# Tasks to complete:
1. In the interview excerpt below, which three costs of today's systems are said to be greatly outstripping the cost of the components themselves?
2. Which rows contain the word "black"? Return each of those rows in full.

This question and answer article features Ric Telford, Director for Autonomic Computing at IBM. developerWorks talked with Ric about the state of autonomic computing today, and the challenges of developing with, and for, next-generation autonomic systems.

Ric Telford, the Director for Autonomic Computing at IBM, has many years of experience developing emerging businesses and deploying new technologies, including on-demand and utility computing, and security. His newest passion is autonomic computing.

Photo of Ric Telford developerWorks: Your job title is officially "Director of Architecture and Technology for Autonomic Computing." What does that encompass?

Ric Telford: Well, as Paul Horn said almost three years ago, autonomic computing is a call to arms to the industry. We have to be better about making our components and IT systems more self-managing, because the cost of maintenance, operations, and administration of our systems today is greatly outstripping the actual cost of the components themselves -- and this equation won't close in the long term.

So, we have an organization to help drive that, and my part of the organization is architecture, technology, and standards. The architecture is really to drive the IBM internal deployment and specifications for how we make our own products autonomic. We take the set of architectures, and take those pieces that are fundamental to a heterogeneous multivendor environment, and propose those as standards. Then we work at the industry level to help drive these autonomic computing standards across the industry.

In support of the architecture and standards work, I also have responsibility for ensuring that the actual implementations of what we're proposing get built and developed. And, we are constantly advancing the technology forward. I do that through a number of different avenues. I have a joint program with IBM Research, because a lot of this technology is rooted in fundamental research that we rely heavily on our research division to deliver. I have programs with universities and the academic community at large, and government agencies -- who all can help in the mission to drive autonomic computing across the industry by focusing some of their research on self-managing systems. I also have a small technology team that does proofs of concept, prototypes, and demos to start showing the real value of how we can take these autonomic computing technologies and apply them to real business problems. So, it's the technical side of the autonomic computing mission that I'm held responsible for.

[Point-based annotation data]
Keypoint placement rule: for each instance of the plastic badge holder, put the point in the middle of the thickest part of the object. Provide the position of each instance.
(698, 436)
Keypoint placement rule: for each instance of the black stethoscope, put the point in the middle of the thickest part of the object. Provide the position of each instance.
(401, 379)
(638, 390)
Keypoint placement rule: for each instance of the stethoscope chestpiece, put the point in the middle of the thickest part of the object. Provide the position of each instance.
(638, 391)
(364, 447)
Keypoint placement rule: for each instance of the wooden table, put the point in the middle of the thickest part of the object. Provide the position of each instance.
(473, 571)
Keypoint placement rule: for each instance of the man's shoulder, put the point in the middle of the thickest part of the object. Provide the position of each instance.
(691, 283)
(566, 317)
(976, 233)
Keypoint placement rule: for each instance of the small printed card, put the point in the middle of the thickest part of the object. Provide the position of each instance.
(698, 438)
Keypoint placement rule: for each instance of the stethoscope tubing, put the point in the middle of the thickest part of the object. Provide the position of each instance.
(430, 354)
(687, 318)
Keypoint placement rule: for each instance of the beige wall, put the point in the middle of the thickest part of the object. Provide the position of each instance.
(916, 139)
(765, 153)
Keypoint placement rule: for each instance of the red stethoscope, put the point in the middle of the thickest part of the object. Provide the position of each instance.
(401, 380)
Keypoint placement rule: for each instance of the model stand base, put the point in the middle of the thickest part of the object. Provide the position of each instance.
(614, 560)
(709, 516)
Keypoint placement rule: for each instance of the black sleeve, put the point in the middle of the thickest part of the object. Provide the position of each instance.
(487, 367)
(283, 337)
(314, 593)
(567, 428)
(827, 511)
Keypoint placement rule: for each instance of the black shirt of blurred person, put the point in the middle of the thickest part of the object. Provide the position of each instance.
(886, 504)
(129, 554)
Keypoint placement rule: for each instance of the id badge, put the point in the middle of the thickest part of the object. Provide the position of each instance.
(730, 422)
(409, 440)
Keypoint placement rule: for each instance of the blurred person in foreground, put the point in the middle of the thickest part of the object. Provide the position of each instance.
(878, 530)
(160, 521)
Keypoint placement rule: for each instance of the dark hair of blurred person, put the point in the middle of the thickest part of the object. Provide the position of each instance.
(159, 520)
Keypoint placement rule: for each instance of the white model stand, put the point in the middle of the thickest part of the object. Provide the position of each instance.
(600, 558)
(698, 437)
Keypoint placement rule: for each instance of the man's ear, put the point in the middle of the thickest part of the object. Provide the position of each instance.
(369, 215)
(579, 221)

# Answers for the exercise:
1. Maintenance, operations, and administration.

2.
Keypoint placement rule: for each instance of the black stethoscope, put the point in the middle of the thickest part of the object. Provide the position of each instance.
Keypoint placement rule: for each instance of the black sleeve, put the point in the middle of the thickest part of the object. Provide the position of each instance.
Keypoint placement rule: for each instance of the black shirt of blurred person, put the point in the middle of the thickest part of the object. Provide the position of each instance.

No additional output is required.